• What to do: Copy out the entries below precisely; nothing is to be omitted.

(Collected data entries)
* * * * * * * * *
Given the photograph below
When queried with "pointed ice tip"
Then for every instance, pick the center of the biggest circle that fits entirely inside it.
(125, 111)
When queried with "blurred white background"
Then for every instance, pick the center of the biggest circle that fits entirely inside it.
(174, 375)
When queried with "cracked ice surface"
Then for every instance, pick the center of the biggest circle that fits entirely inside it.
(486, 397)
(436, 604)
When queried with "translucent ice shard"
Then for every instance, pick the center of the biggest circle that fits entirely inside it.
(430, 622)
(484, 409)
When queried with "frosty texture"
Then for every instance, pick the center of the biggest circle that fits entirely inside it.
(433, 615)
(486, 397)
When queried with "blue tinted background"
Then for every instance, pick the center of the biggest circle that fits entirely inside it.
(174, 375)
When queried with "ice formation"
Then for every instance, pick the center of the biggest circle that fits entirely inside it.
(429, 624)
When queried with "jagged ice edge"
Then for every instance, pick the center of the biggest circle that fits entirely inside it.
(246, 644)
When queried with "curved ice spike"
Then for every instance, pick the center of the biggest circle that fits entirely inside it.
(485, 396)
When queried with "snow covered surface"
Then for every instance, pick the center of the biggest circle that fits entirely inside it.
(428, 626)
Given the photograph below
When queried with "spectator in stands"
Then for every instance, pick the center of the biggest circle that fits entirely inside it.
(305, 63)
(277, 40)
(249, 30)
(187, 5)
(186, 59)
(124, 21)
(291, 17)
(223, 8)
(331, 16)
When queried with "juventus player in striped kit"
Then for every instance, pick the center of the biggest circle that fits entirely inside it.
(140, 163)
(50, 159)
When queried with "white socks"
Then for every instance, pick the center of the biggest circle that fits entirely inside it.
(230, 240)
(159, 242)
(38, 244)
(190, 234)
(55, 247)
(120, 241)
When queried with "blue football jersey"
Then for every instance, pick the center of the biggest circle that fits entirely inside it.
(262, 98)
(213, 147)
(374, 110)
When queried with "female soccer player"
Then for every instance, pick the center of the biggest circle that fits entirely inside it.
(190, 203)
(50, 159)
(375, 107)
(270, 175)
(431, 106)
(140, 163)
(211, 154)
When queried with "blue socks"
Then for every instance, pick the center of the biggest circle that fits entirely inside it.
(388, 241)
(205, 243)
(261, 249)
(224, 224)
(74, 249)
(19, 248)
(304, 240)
* * * * * * * * *
• Expected answer:
Given the photograph below
When queried with "pointed ice tip"
Then for every instance, pick the center of the biggest circle that fits entirely inside it.
(125, 111)
When queried with "blurred white background"
Then for every instance, pick the center of the biggest circle that fits entirely inside it.
(174, 375)
When queried with "cracked ice surface"
Then for every instance, pick the center of the biggest circle that fits entirely inside it.
(486, 397)
(436, 604)
When queried with "translucent ice shard"
Then for every instance, pick the center of the biggest circle that fits entirely inside it.
(430, 622)
(484, 409)
When queried with "frosty texture"
Then for every instance, pick the center of the biggest circle that fits entirely inside it.
(433, 615)
(486, 397)
When queried with "blue tinted background"
Then for every instance, pick the center of the biggest circle that fits entirely inside it.
(174, 375)
When queried with "ice formation"
Then for every instance, pick the center of the biggest circle that fits entirely inside it.
(429, 624)
When queried with "jagged ice edge"
Then for every instance, pick the center of the biggest circle that fits entirely inside it.
(246, 644)
When queried with "curved ice spike"
Then for every instance, pick the center of the biggest circle that fits entirely inside it.
(485, 396)
When queried with "snow covered surface"
Then for every instance, pick the center of the biggest circle that fits entirely inside it.
(428, 626)
Given the photograph below
When queried with "spectator in stands"
Then for every instance, pick the center of the biggest circle that fits entirely inside it.
(305, 63)
(277, 40)
(249, 30)
(187, 5)
(186, 59)
(124, 21)
(291, 17)
(223, 8)
(331, 16)
When queried with "juventus player in striped kit"
Then for every instance, pick the center of the biggest circle that fits entirely inside it.
(140, 163)
(50, 159)
When queried with "white socks"
Then for every instance, pick the center of the biggest circle that fits entirely inside it.
(230, 240)
(159, 242)
(38, 244)
(190, 234)
(55, 247)
(120, 241)
When queried with "blue football jersey"
Then for every instance, pick the center of the biggest circle that fits entirely inside it.
(262, 98)
(213, 147)
(374, 110)
When queried with "female soccer player"
Then for every instance, pick the center of the biggest circle that fits entirely inside it.
(190, 203)
(50, 159)
(375, 107)
(270, 175)
(431, 106)
(140, 163)
(211, 154)
When queried with "blue socks"
Then for every instance, pick the center of the biggest circle that fits entirely inside it.
(388, 241)
(205, 243)
(261, 249)
(224, 224)
(74, 249)
(19, 248)
(304, 240)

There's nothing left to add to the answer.